▸ **DATASET CONTENT**
________________

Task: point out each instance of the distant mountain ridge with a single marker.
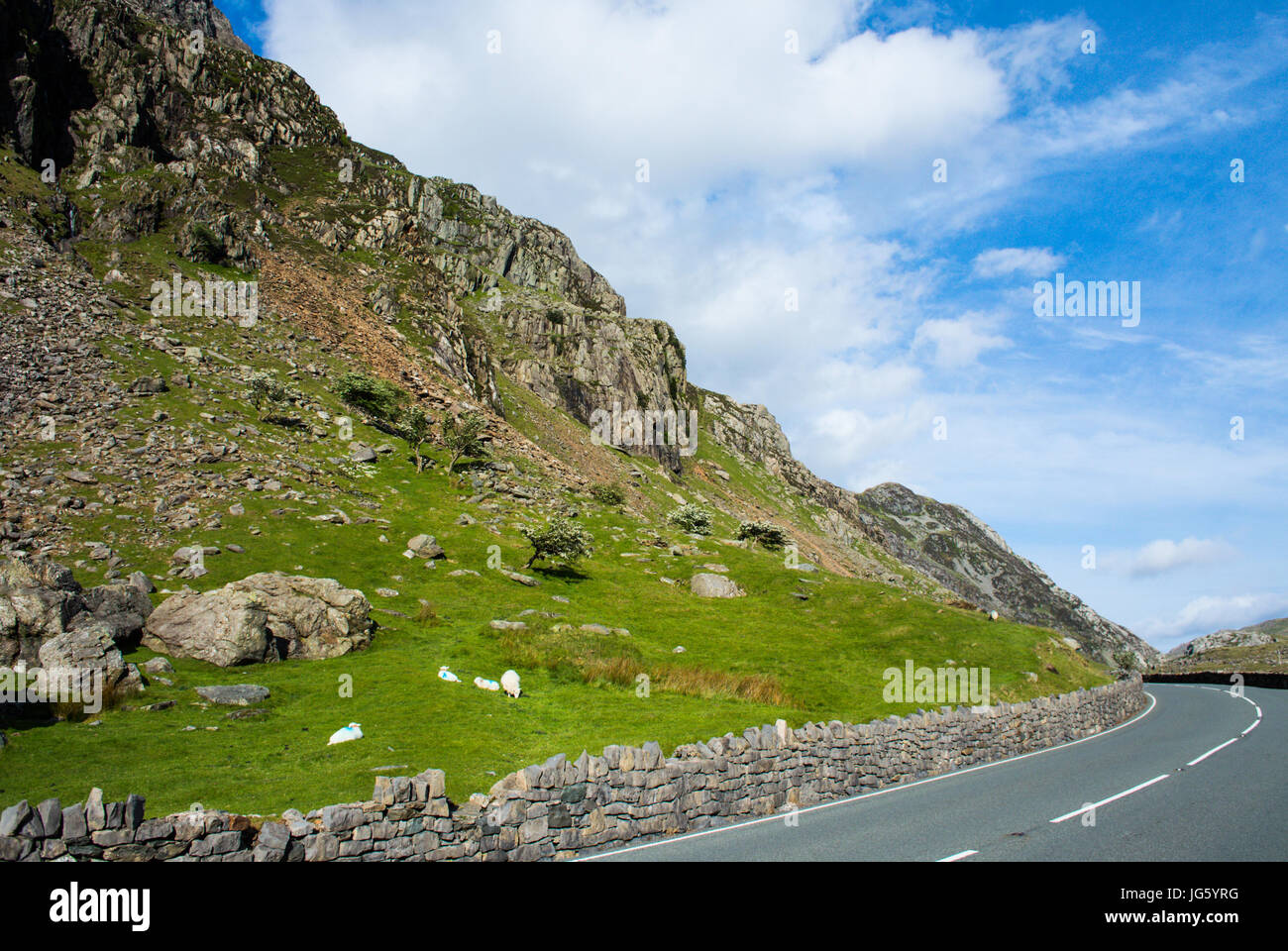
(1252, 635)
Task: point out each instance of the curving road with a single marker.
(1199, 775)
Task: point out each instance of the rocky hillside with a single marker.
(138, 154)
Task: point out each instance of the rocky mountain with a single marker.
(1253, 635)
(168, 155)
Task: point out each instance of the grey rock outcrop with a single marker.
(50, 621)
(263, 617)
(707, 585)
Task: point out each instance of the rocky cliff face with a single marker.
(944, 543)
(210, 153)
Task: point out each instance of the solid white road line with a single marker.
(1153, 702)
(1193, 762)
(1103, 801)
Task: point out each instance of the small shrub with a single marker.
(368, 393)
(415, 425)
(206, 248)
(608, 493)
(692, 518)
(464, 437)
(768, 535)
(1125, 664)
(263, 389)
(558, 540)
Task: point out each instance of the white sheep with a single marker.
(346, 733)
(510, 682)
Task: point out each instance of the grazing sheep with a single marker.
(344, 735)
(510, 682)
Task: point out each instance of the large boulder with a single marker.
(263, 617)
(39, 599)
(82, 655)
(706, 585)
(123, 608)
(50, 622)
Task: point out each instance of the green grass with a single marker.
(827, 655)
(747, 661)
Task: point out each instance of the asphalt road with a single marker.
(1160, 787)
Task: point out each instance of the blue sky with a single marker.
(812, 170)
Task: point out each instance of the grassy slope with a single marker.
(825, 655)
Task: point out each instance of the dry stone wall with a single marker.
(565, 808)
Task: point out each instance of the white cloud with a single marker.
(1163, 556)
(1209, 613)
(1029, 262)
(957, 343)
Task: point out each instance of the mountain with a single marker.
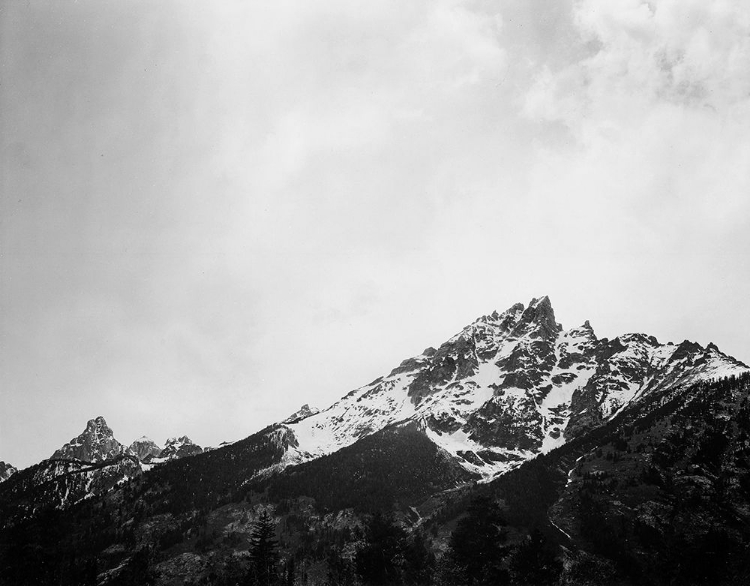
(6, 471)
(507, 387)
(144, 448)
(622, 461)
(96, 444)
(302, 413)
(148, 452)
(177, 448)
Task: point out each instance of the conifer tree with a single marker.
(264, 551)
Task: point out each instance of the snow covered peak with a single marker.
(178, 447)
(6, 471)
(301, 413)
(96, 444)
(506, 387)
(145, 448)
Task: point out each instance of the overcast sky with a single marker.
(214, 212)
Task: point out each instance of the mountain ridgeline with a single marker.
(579, 460)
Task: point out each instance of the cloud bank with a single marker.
(213, 213)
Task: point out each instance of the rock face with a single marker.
(95, 444)
(507, 387)
(145, 448)
(303, 412)
(178, 448)
(6, 471)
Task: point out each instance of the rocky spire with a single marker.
(95, 444)
(145, 448)
(538, 320)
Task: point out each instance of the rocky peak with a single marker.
(538, 321)
(6, 471)
(301, 413)
(96, 444)
(179, 447)
(145, 448)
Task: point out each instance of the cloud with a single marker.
(266, 204)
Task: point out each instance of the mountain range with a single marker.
(598, 443)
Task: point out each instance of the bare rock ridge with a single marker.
(508, 386)
(145, 448)
(6, 471)
(96, 444)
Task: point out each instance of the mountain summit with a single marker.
(96, 444)
(508, 386)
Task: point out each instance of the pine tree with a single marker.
(477, 546)
(264, 551)
(534, 562)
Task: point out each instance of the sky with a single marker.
(212, 213)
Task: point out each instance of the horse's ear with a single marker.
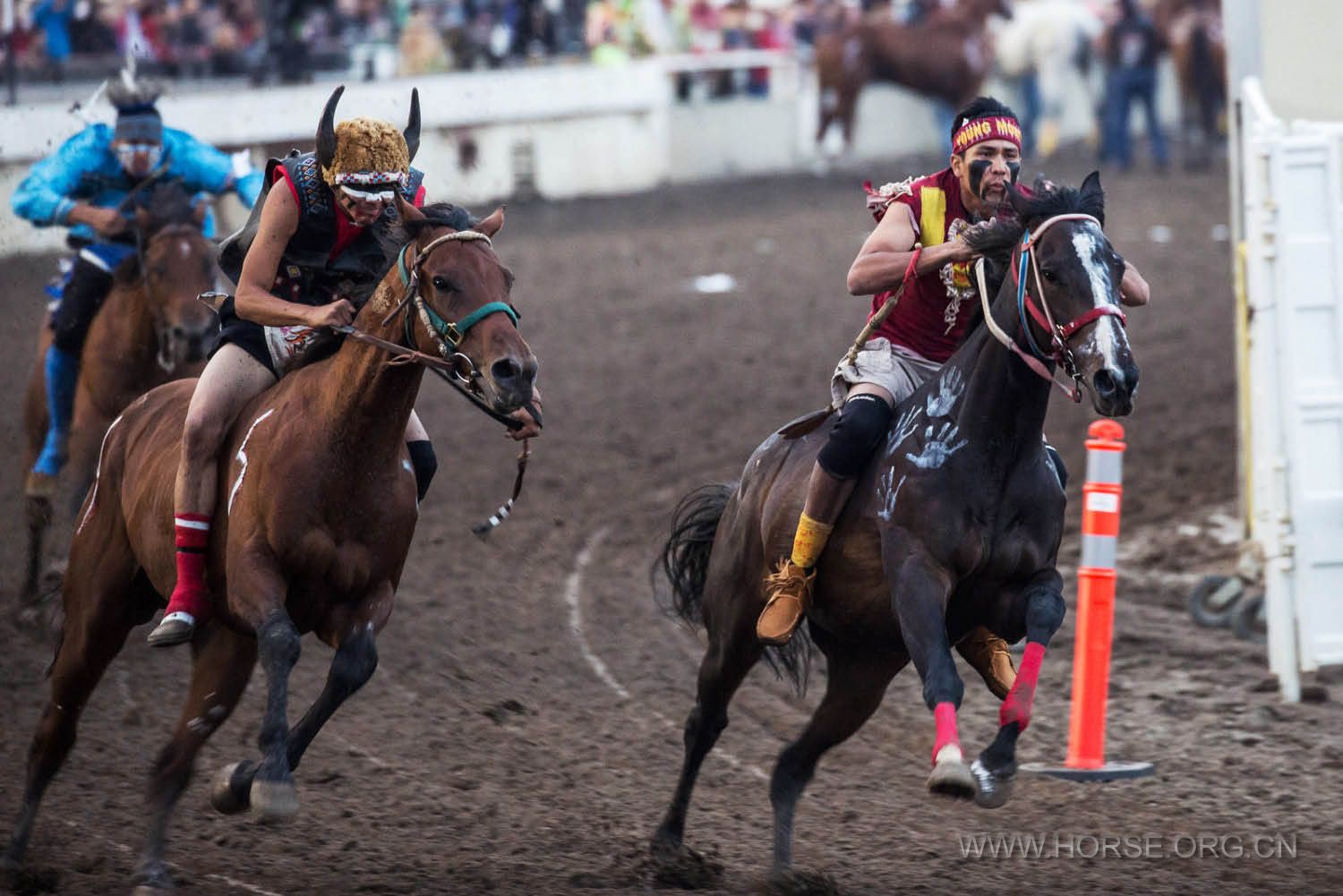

________________

▸ **WORK INSTRUCTIONS**
Format every line of the items above as a Markdown table with a numbered Row column and a Text column, skipping blank lines. Leave the pictures out.

▸ **EXERCISE RESPONSE**
| Row | Text |
|---|---|
| 1 | Task: point out each instance of the distant mountain ridge with a single marker. |
| 2 | (1252, 635) |
| 3 | Task: point out each instance of the curving road with a single marker. |
| 4 | (1199, 775) |
| 5 | Task: point out each instance of the rocky hillside with a single marker. |
| 6 | (138, 154) |
| 7 | Task: point out each instance of the rocky mountain with a single marker. |
| 8 | (1253, 635) |
| 9 | (168, 155) |
| 10 | Task: point out each instance of the grey rock outcrop with a single marker. |
| 11 | (50, 621) |
| 12 | (263, 617) |
| 13 | (707, 585) |
| 14 | Task: point out each instance of the rocky cliff face with a single marker. |
| 15 | (944, 543) |
| 16 | (210, 153) |
| 17 | Task: point out each instance of the solid white road line with a single marker. |
| 18 | (1153, 702) |
| 19 | (1193, 762) |
| 20 | (1103, 801) |
| 21 | Task: point out each instance of the small shrub with a single marker. |
| 22 | (368, 393) |
| 23 | (415, 425) |
| 24 | (206, 248) |
| 25 | (608, 493) |
| 26 | (692, 518) |
| 27 | (464, 437) |
| 28 | (768, 535) |
| 29 | (1125, 664) |
| 30 | (263, 389) |
| 31 | (558, 540) |
| 32 | Task: point out each instance of the white sheep with a single marker. |
| 33 | (346, 733) |
| 34 | (510, 682) |
| 35 | Task: point out each instance of the grazing sheep with a single marker. |
| 36 | (344, 735) |
| 37 | (510, 682) |
| 38 | Task: point out each instance of the large boulder with a single marker. |
| 39 | (263, 617) |
| 40 | (39, 599) |
| 41 | (82, 655) |
| 42 | (706, 585) |
| 43 | (123, 608) |
| 44 | (50, 622) |
| 45 | Task: point out each instance of the green grass with a single marker. |
| 46 | (827, 655) |
| 47 | (747, 661) |
| 48 | Task: point out each instance of the asphalt road with a single marker. |
| 49 | (1160, 787) |
| 50 | Task: point out each instance of the blue sky with a single marker. |
| 51 | (812, 170) |
| 52 | Task: point out each instance of the grassy slope with a single marker. |
| 53 | (825, 655) |
| 54 | Task: point out each instance of the dry stone wall with a single marker. |
| 55 | (565, 808) |
| 56 | Task: point out each instance of the white cloud with a single marker. |
| 57 | (1163, 556) |
| 58 | (1209, 613) |
| 59 | (1029, 262) |
| 60 | (957, 343) |
| 61 | Task: point out each instance of the mountain with a single marker. |
| 62 | (6, 471) |
| 63 | (507, 387) |
| 64 | (144, 448) |
| 65 | (622, 461) |
| 66 | (96, 444) |
| 67 | (302, 413) |
| 68 | (148, 452) |
| 69 | (177, 448) |
| 70 | Task: point out each instance of the conifer tree with a single marker. |
| 71 | (264, 551) |
| 72 | Task: point out each instance of the snow covered peak with a single marker. |
| 73 | (178, 447) |
| 74 | (6, 471) |
| 75 | (301, 413) |
| 76 | (96, 444) |
| 77 | (506, 387) |
| 78 | (145, 448) |
| 79 | Task: point out each instance of the overcast sky with a single marker. |
| 80 | (214, 212) |
| 81 | Task: point out each instance of the mountain ridgeline with a single marker. |
| 82 | (579, 460) |
| 83 | Task: point out each instance of the cloud bank with a single marker. |
| 84 | (213, 213) |
| 85 | Task: point out each instance of the rock face with a single marker. |
| 86 | (95, 444) |
| 87 | (507, 387) |
| 88 | (145, 448) |
| 89 | (303, 412) |
| 90 | (178, 448) |
| 91 | (6, 471) |
| 92 | Task: point out each instance of the rocky spire with a single marker. |
| 93 | (95, 444) |
| 94 | (145, 448) |
| 95 | (538, 320) |
| 96 | Task: point out each instance of the rocky peak with a single marker. |
| 97 | (538, 321) |
| 98 | (6, 471) |
| 99 | (301, 413) |
| 100 | (96, 444) |
| 101 | (179, 447) |
| 102 | (145, 448) |
| 103 | Task: point out each instance of the cloud with a single marker. |
| 104 | (266, 204) |
| 105 | Task: point out each instance of the mountain range with a single marker. |
| 106 | (598, 443) |
| 107 | Task: point out each instance of the bare rock ridge with a single marker. |
| 108 | (508, 386) |
| 109 | (145, 448) |
| 110 | (6, 471) |
| 111 | (96, 444) |
| 112 | Task: point out each instance of the mountain summit with a single marker. |
| 113 | (96, 444) |
| 114 | (508, 386) |
| 115 | Task: point out each instance of the pine tree with a single marker. |
| 116 | (477, 546) |
| 117 | (264, 551) |
| 118 | (534, 562) |
| 119 | Task: point out each instance of the sky with a single marker. |
| 120 | (212, 213) |
| 121 | Task: point out each instance of the horse's ear with a single marker. |